[SET EXERCISE]: What follows is a set of records, each of which is to be written out exactly.

[STORED DATA]:

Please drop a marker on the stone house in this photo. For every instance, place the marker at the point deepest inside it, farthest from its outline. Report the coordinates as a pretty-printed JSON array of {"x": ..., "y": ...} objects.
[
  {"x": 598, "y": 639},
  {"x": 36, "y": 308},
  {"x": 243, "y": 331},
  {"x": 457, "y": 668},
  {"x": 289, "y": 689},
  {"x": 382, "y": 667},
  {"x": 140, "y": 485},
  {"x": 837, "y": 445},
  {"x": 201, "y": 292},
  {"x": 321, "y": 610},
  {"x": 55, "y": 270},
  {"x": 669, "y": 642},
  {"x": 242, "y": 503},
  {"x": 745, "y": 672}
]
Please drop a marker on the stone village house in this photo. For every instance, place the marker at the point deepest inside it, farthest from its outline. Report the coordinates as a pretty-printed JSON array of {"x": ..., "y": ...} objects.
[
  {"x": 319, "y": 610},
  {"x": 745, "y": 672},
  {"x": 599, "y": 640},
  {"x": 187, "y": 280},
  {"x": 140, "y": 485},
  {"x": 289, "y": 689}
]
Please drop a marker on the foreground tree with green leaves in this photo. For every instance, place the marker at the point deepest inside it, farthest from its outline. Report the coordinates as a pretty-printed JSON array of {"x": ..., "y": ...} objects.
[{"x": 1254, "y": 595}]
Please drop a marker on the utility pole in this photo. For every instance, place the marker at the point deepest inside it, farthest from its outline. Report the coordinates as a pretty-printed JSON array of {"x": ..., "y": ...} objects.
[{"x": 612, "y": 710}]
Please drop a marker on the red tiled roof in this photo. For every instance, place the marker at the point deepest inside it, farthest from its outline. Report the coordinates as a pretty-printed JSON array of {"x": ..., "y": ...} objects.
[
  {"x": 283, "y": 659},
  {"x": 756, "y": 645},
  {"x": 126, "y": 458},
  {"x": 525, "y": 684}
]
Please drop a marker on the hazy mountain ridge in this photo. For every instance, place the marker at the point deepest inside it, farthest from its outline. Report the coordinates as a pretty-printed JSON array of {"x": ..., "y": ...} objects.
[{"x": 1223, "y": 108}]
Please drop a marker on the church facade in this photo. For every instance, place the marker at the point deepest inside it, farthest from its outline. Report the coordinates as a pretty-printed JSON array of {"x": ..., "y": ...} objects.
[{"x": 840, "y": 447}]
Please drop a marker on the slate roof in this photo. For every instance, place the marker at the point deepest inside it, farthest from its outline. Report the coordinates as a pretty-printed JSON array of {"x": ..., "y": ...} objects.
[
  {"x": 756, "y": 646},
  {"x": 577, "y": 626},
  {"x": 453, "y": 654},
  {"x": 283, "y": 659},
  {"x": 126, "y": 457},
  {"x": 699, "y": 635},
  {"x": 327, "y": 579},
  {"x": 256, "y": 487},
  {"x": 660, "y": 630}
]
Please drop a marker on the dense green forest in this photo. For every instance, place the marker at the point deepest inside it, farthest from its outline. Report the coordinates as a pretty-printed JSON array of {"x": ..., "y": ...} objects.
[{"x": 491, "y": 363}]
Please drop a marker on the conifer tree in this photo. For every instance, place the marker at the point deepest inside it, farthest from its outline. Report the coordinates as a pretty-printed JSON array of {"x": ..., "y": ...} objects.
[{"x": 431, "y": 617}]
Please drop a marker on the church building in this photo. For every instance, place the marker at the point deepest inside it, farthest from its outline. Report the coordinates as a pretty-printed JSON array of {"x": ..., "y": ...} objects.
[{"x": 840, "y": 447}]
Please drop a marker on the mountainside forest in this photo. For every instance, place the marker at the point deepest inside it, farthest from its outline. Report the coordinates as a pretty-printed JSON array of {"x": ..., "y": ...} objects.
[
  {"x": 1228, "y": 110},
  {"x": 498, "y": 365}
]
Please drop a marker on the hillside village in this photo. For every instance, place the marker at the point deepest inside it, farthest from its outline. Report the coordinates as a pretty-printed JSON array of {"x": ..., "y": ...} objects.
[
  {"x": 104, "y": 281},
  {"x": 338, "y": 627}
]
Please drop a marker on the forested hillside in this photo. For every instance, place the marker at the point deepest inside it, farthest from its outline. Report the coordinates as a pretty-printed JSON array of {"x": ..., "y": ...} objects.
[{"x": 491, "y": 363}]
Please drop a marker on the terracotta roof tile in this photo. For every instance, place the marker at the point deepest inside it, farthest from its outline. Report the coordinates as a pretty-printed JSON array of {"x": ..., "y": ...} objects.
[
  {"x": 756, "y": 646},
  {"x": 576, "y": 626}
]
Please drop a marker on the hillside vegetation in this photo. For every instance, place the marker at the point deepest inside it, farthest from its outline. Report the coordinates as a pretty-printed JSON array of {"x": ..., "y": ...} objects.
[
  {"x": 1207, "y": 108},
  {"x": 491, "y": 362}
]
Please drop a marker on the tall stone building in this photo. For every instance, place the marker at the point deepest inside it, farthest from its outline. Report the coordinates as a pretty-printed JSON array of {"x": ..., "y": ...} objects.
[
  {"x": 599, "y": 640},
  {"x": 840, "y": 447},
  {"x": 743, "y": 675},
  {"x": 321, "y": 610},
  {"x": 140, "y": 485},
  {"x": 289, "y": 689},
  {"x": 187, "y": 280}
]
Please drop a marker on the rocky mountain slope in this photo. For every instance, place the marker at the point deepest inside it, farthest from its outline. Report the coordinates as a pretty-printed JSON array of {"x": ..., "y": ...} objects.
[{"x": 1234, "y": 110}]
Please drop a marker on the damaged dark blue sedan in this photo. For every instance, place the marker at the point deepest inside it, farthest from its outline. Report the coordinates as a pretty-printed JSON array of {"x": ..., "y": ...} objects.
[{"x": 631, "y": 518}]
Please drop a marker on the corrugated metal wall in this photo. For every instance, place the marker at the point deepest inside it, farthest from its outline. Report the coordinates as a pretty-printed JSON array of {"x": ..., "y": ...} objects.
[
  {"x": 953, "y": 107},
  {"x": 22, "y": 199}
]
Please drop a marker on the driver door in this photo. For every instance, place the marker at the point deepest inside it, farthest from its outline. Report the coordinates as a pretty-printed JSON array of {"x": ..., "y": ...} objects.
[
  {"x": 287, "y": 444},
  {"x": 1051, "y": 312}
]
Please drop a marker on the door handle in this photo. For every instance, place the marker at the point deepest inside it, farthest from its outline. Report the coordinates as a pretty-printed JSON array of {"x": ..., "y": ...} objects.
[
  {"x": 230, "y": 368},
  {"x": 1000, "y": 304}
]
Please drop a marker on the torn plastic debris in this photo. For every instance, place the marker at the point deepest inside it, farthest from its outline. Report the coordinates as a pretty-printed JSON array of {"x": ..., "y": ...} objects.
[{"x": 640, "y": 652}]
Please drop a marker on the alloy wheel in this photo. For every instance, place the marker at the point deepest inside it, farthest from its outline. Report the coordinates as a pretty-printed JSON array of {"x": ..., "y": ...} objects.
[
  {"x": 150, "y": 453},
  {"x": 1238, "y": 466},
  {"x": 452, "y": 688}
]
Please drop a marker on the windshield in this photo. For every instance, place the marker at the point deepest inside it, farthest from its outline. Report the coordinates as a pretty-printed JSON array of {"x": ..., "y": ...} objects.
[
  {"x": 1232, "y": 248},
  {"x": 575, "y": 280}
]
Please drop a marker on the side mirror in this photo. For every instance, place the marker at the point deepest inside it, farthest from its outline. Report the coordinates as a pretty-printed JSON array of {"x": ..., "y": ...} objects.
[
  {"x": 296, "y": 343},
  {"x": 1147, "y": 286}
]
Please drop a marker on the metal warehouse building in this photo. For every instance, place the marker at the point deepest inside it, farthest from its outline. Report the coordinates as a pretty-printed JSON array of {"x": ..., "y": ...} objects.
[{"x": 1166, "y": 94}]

[THE SOLUTION]:
Please drop a marker on the stone house in this photo. For every instance, place the marker at the point deepest inside it, farthest from its outline. Report the coordinates as a pretty-printed JSON array of {"x": ..., "y": ...} objects.
[
  {"x": 598, "y": 639},
  {"x": 36, "y": 308},
  {"x": 243, "y": 331},
  {"x": 457, "y": 668},
  {"x": 289, "y": 689},
  {"x": 382, "y": 667},
  {"x": 140, "y": 485},
  {"x": 837, "y": 445},
  {"x": 201, "y": 292},
  {"x": 321, "y": 610},
  {"x": 55, "y": 270},
  {"x": 669, "y": 642},
  {"x": 242, "y": 503},
  {"x": 745, "y": 672}
]
Please drop a marker on the stone village house in this photo. For every instance, place the marker at the point deepest inside it, farthest from its outline. Report the coordinates as a pretty-printed JSON array of {"x": ..., "y": ...} objects.
[
  {"x": 319, "y": 610},
  {"x": 745, "y": 672},
  {"x": 599, "y": 640},
  {"x": 187, "y": 280},
  {"x": 140, "y": 485},
  {"x": 289, "y": 689}
]
Please drop a marker on the foreground tree with green leaves in this photo. For every instance, place the marker at the point deepest inside it, farthest from its outline. Report the coordinates as a pretty-printed JSON array of {"x": ..., "y": ...} objects.
[{"x": 1254, "y": 595}]
Please drop a marker on the utility pole in this photo. For every instance, place the marker at the point deepest inside it, farthest from its outline. Report the coordinates as a pretty-printed JSON array of {"x": ..., "y": ...} objects.
[{"x": 612, "y": 710}]
Please drop a marker on the red tiled roof in this photo. For every instance, place the marker at the point deepest inside it, farthest from its outline. Report the coordinates as a pretty-printed JSON array of {"x": ..., "y": ...} objects.
[
  {"x": 283, "y": 659},
  {"x": 756, "y": 645},
  {"x": 126, "y": 458},
  {"x": 525, "y": 684}
]
Please drop a marker on the hazy mountain ridge in this photo. For every instance, place the marker at the point deepest inside it, farthest from its outline. Report the coordinates as a pretty-printed JSON array of {"x": ..., "y": ...} objects.
[{"x": 1223, "y": 108}]
Please drop a marker on the church facade in this photo. For every instance, place the marker at the point deepest inside it, farthest from its outline. Report the coordinates as a pretty-printed JSON array of {"x": ..., "y": ...} objects.
[{"x": 840, "y": 447}]
Please drop a marker on the slate roof in this photo. For every instance, place the marker at the point deepest inside it, farthest from its outline. Report the coordinates as a pretty-printed JSON array of {"x": ..., "y": ...} objects.
[
  {"x": 756, "y": 646},
  {"x": 577, "y": 626},
  {"x": 453, "y": 654},
  {"x": 283, "y": 659},
  {"x": 126, "y": 457},
  {"x": 699, "y": 635},
  {"x": 327, "y": 579},
  {"x": 256, "y": 487},
  {"x": 660, "y": 630}
]
Please drop a marker on the dense green forest in this photo. For every instance, place the marker at the point deepest inside it, farthest from its outline. Report the coordinates as a pretty-printed JSON array of {"x": ..., "y": ...} objects.
[{"x": 491, "y": 363}]
Please drop a marker on the conifer tree in this photo. For every instance, place the marker at the point deepest inside it, farthest from its outline. Report the coordinates as a pretty-printed JSON array of {"x": ..., "y": ...} objects.
[{"x": 431, "y": 617}]
Please drop a marker on the church building in this photo. For every instance, place the marker at the point deepest inside it, farthest from its outline. Report the coordinates as a pretty-printed JSON array of {"x": ..., "y": ...} objects.
[{"x": 840, "y": 447}]
Please drop a marker on the mountainside forest in this photo. For every instance, place the marker at the point deepest inside it, farthest from its outline. Report the coordinates as a pretty-printed JSON array of {"x": ..., "y": ...} objects.
[
  {"x": 1228, "y": 110},
  {"x": 498, "y": 365}
]
Please drop a marker on the hillside village in this photo. For every instance, place the marker at the point deepest inside it, farthest from its outline. Report the coordinates as a pretty-printed JSON array of {"x": ..., "y": ...} objects.
[
  {"x": 104, "y": 281},
  {"x": 338, "y": 627}
]
Please drop a marker on the forested hillside in this photo. For every instance, place the marker at the point deepest inside it, farthest from its outline. Report the coordinates as a pretty-printed JSON array of {"x": ..., "y": ...} objects.
[{"x": 491, "y": 363}]
Please drop a marker on the terracotta roof tile in this photo. For every instance, place the marker at the point deepest inside it, farthest from its outline. Report the coordinates as a pretty-printed JSON array of {"x": ..., "y": ...} objects.
[
  {"x": 756, "y": 646},
  {"x": 576, "y": 626}
]
Please drop a marker on the hillside vegetation in this photo. For every instance, place the marker at the point deepest inside it, farthest from its outline. Report the coordinates as a pretty-printed JSON array of {"x": ..., "y": ...} objects.
[
  {"x": 1207, "y": 108},
  {"x": 491, "y": 362}
]
Please drop a marker on the tall stone building in this photo. For every instance, place the marker at the point deepest inside it, farthest from its outline. Report the coordinates as a pretty-printed JSON array of {"x": ..., "y": ...} objects.
[
  {"x": 599, "y": 640},
  {"x": 840, "y": 447},
  {"x": 743, "y": 675},
  {"x": 321, "y": 610},
  {"x": 140, "y": 485},
  {"x": 289, "y": 689},
  {"x": 187, "y": 280}
]
Please drop a marker on the rocky mountain slope in this photo. For every instance, place the marker at the point deepest inside it, farthest from its outline. Report the coordinates as a pretty-printed JSON array of {"x": ..., "y": ...} objects.
[{"x": 1234, "y": 110}]
Please drop a marker on the damaged dark blue sedan in this photo. For every instance, place the marker at the point deepest inside it, farthest from its outline. Report the coordinates as a pretty-printed JSON array of {"x": ..., "y": ...} objects.
[{"x": 631, "y": 518}]
Please drop a marker on the corrugated metal wall in this photo. For every instance, place the marker at the point deepest inside it, farthest from its outline. Report the coordinates as a pretty-printed JSON array of {"x": ..., "y": ...} objects.
[
  {"x": 953, "y": 107},
  {"x": 22, "y": 199}
]
Please drop a marker on the driver door in this photo. For every instance, place the marker at the point deepest inside it, farthest from its outline. Report the coordinates as a pretty-printed JSON array of {"x": ..., "y": ...} objects.
[
  {"x": 287, "y": 444},
  {"x": 1051, "y": 312}
]
Please drop a marker on the door handle in this photo. For every instance, place the marker at the point deepest inside it, farthest from its outline. Report the coordinates as a pretty-printed JSON array of {"x": ..., "y": ...} objects.
[
  {"x": 230, "y": 368},
  {"x": 1000, "y": 304}
]
Please drop a marker on the torn plastic debris in this photo. For every instance, place the marker at the point deepest inside it, farthest from its outline. Report the coordinates as a pretty-printed JSON array of {"x": ..., "y": ...} objects.
[{"x": 640, "y": 652}]
Please drop a marker on the alloy wheel in this photo. For every instance, place the marker at the point deepest inside it, farthest from its outline. Report the coordinates as a pretty-printed JSON array of {"x": ..., "y": ...} objects.
[
  {"x": 150, "y": 453},
  {"x": 1238, "y": 466},
  {"x": 452, "y": 688}
]
Please drop a marker on the windshield in this photo. For every instance, place the marker at the point deepest inside it, farthest from its outline. Report the coordinates as a pretty-printed JSON array of {"x": ..., "y": ...} objects.
[
  {"x": 1232, "y": 248},
  {"x": 575, "y": 280}
]
Please drop a marker on the side mirror in this photo. For every instance, place the marker at the point deepest inside it, farthest from its outline. Report the coordinates as a pretty-printed JSON array of {"x": ..., "y": ...} objects.
[
  {"x": 296, "y": 343},
  {"x": 1147, "y": 286}
]
Please drop a marker on the metal warehouse building in this photo. For every instance, place the marker at the point deepest inside it, farthest from its outline. Report the coordinates as a pretty-printed JSON array of {"x": ..., "y": ...} objects.
[{"x": 1166, "y": 94}]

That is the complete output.